---------- Paginafragment ----------

Hella Haasse (1918-2011) - Thema’s in haar literaire werk
Hella Haasse werd geboren in Nederlands-Indië. Ze ging op school in zowel Indië als Nederland. In Nederland studeerde ze Scandinavische talen aan de Universiteit van Amsterdam. Tijdens de oorlog stopte ze met haar studie en ging naar de Toneelacademie. In 1948 verscheen haar landelijke debuut: 'Oeroeg'. In de loop der tijd verschenen diverse romans. Ook schreef ze essays en poëzie. Belangrijke thema's in haar werk zijn: Nederlands-Indië, de natuur, ontheemding, geschiedenis, de vrouw en het huwelijk.
Haar leven
Hella (Hélène Serafia) Haasse werd in 1918 geboren in Batavia, Nederlands-Indië. Ze was het oudste kind van een Nederlandse inspecteur van financiën en een concertpianiste. Vader was een hoogontwikkelde
selfmade man die in bladen publiceerde en later boeken schreef. In 1921 werd er nog een zoon geboren. Hella bezocht gedurende een verlofperiode van vader de kleuterschool (1920-’21) in Nederland waarna ze een katholieke lagere school in Soerabaja doorliep. Van 1924-’28 was ze weer in Europa vanwege ziekte van haar moeder. Hella werd ondergebracht in een kinderpension in Baarn. In 1928 keerde de familie Haasse terug in Indië waarna Hella daar naar de middelbare school ging. In 1938 keert ze terug naar Nederland. Ze ging Scandinavische taal- en letterkunde studeren aan de Gemeentelijke Universiteit van Amsterdam (UvA). Toen brak in 1940 de Tweede Wereldoorlog uit. De door de Duitsers opgedrongen loyaliteitsverklaring wilde ze niet tekenen dus stopte ze met de studie en begon een opleiding aan de Toneelacademie. Na het eindexamen toerde ze door Nederland met haar gezelschap: Centraal Toneel. Haar prozadebuut was in 1947, toen verscheen
Kleeren maken de vrouw. In 1948 verscheen het werk waarmee ze landelijk bekend werd:
Oeroeg. Ze schreef ook poëzie (zie bijvoorbeeld de bundel
Zeventien dichters uit 1952) en essays; de laatste gebundeld in
Inkijk en
Uitzicht.

---------- Fragmenten uit lijst ----------

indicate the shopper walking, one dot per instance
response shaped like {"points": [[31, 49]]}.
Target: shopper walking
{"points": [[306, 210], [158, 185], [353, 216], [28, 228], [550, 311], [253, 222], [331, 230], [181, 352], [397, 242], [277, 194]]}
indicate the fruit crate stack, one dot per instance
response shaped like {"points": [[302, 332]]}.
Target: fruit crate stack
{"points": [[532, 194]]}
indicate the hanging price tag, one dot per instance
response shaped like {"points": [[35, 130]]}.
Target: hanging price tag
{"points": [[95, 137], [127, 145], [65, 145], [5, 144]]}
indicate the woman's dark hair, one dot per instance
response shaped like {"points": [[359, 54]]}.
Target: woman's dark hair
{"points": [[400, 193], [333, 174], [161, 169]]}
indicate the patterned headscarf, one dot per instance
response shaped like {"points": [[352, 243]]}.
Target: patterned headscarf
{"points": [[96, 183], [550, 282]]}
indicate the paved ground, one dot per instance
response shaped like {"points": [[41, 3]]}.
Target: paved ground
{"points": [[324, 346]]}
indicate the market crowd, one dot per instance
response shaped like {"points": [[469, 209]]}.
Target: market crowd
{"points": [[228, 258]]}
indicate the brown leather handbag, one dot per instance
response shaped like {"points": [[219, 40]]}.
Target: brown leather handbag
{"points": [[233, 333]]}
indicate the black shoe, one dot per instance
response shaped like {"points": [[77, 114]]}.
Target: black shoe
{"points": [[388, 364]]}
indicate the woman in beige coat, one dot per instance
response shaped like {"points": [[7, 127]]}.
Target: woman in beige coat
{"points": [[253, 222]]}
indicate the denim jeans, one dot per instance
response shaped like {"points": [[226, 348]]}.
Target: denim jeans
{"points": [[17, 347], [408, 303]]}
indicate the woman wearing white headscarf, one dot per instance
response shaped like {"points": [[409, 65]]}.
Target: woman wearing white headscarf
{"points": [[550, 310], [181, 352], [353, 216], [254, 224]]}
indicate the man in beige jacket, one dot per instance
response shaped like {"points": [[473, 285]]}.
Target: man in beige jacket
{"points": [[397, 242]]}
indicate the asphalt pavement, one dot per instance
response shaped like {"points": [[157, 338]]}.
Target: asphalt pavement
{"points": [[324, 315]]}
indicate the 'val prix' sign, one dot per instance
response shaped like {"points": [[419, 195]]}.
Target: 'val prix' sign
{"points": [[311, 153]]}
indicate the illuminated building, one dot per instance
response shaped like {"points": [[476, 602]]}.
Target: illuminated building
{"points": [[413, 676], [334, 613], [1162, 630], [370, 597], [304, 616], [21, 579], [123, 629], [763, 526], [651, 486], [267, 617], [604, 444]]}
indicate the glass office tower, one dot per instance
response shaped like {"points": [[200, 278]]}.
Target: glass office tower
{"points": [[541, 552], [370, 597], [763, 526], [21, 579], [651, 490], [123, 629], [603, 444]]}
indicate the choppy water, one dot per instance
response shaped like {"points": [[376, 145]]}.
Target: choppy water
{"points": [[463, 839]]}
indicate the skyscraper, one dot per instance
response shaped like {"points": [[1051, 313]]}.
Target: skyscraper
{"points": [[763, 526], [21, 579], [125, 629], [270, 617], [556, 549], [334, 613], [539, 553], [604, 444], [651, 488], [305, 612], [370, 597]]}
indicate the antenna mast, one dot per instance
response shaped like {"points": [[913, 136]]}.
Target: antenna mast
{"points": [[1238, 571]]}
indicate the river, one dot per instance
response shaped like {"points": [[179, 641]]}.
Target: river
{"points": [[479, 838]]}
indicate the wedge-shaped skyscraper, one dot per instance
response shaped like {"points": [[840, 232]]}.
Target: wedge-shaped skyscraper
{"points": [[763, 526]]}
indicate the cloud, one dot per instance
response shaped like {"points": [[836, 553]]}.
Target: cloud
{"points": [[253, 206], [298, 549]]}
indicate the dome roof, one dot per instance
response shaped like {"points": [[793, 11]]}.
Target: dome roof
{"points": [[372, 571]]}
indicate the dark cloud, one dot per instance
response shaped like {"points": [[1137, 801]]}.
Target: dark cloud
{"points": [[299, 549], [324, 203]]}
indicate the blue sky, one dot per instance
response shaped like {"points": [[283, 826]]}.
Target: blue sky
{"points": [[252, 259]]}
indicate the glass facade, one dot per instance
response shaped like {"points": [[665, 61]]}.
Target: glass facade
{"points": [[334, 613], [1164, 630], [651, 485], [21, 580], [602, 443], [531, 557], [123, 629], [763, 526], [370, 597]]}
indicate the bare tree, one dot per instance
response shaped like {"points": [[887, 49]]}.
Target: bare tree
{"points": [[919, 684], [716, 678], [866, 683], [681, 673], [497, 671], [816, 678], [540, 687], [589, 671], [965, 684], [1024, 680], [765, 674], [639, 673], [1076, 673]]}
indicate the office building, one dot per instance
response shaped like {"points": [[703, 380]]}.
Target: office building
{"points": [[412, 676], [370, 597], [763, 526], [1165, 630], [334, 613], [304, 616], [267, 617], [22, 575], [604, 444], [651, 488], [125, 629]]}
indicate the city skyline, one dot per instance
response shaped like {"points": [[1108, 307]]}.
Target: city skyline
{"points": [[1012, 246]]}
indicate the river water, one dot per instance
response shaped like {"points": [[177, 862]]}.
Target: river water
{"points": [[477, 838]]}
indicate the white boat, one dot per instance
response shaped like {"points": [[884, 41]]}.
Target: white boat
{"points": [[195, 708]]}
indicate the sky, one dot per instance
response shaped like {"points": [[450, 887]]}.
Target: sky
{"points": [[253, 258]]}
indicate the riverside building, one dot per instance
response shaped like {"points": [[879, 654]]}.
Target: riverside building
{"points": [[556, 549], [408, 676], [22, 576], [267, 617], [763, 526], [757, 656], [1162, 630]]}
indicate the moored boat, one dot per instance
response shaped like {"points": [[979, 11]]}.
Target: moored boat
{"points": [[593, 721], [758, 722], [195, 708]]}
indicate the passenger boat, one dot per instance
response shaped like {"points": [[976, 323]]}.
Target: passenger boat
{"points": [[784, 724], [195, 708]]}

----------

(Takenlijst)
[1] Beantwoord aan de hand van de tekst over Hella Haasse:
(a) Welke talen studeerde ze aan de Universiteit van Amsterdam?
(b) In welk jaar werd er nog een zoon in het gezin geboren?
(c) Waar werd Hella ondergebracht toen ze van 1924 tot 1928 in Europa was?
[2] Geef het stuk uit de tekst over Hella Haasse woordelijk weer, vanaf de woorden "Hella Haasse (1918-2011)" tot en met "en het huwelijk.".

(Antwoorden op volgorde)
[1]
(a) Scandinavische talen.
(b) In 1921.
(c) In een kinderpension in Baarn.

[2]
Hella Haasse (1918-2011) - Thema’s in haar literaire werk
Hella Haasse werd geboren in Nederlands-Indië. Ze ging op school in zowel Indië als Nederland. In Nederland studeerde ze Scandinavische talen aan de Universiteit van Amsterdam. Tijdens de oorlog stopte ze met haar studie en ging naar de Toneelacademie. In 1948 verscheen haar landelijke debuut: 'Oeroeg'. In de loop der tijd verschenen diverse romans. Ook schreef ze essays en poëzie. Belangrijke thema's in haar werk zijn: Nederlands-Indië, de natuur, ontheemding, geschiedenis, de vrouw en het huwelijk.